## Work required
Reproduce every one of the following items word for word.
----- Supplied information -----
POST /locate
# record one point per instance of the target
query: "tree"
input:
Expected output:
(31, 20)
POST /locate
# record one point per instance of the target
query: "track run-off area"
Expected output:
-----
## The answer
POST /locate
# record one point per instance of the target
query: "tree"
input:
Expected output:
(31, 20)
POST /locate
# record one point per instance of the target
query: "track run-off area"
Expected output:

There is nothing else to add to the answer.